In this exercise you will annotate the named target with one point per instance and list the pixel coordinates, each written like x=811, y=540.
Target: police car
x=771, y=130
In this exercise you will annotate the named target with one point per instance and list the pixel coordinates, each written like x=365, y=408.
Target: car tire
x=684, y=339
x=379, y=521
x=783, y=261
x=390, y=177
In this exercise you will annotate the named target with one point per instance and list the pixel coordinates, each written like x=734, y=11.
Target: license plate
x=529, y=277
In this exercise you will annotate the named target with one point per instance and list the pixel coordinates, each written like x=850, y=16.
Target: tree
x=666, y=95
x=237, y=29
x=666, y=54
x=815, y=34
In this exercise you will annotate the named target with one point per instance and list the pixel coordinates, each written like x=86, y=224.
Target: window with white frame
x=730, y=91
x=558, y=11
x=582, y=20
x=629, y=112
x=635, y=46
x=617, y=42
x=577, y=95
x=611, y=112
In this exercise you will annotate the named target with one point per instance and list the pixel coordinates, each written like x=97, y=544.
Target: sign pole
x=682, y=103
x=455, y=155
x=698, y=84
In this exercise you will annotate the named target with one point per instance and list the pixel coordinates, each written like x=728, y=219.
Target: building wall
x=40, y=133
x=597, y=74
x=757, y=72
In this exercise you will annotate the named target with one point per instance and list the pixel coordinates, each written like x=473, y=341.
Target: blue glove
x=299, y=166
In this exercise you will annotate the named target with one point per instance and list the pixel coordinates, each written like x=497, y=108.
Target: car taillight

:::::

→ **WORK TASK**: With no alteration of any kind, give the data again in full.

→ **ANSWER SPACE**:
In this exercise you will annotate the named target with one point per instance and list the pixel coordinates, each written like x=811, y=540.
Target: police car
x=771, y=130
In this exercise you will annotate the named target with one point per instance and list the pixel coordinates, each written like x=365, y=408.
Target: car tire
x=684, y=339
x=379, y=521
x=783, y=261
x=390, y=177
In this exercise you will annotate the named target with one point per instance and list the pixel coordinates, each written like x=734, y=11.
Target: license plate
x=529, y=277
In this exercise you will annotate the named target with one point per instance and list the pixel coordinates, each written like x=850, y=16.
Target: tree
x=666, y=95
x=237, y=29
x=666, y=54
x=815, y=34
In this exercise you will annotate the named target with one point per instance and list the pixel coordinates, each written like x=86, y=224.
Target: window with white frame
x=730, y=91
x=558, y=11
x=582, y=20
x=629, y=112
x=635, y=46
x=617, y=42
x=577, y=95
x=611, y=112
In this exercise you will annotate the named target with one point per instance and list the pixel coordinates, each written like x=97, y=544.
Target: sign pole
x=682, y=103
x=455, y=155
x=698, y=84
In this exercise you will annotate the named target with one point per instance and list the pixel coordinates, each written like x=728, y=219.
Target: building wall
x=40, y=133
x=597, y=74
x=757, y=72
In this exercise you will annotate the named target with one point per instance and list the pixel coordinates, each written like x=473, y=341.
Target: blue glove
x=299, y=166
In this exercise you will annotate the named target with one point per instance and list the pixel coordinates, each written like x=497, y=108.
Target: car taillight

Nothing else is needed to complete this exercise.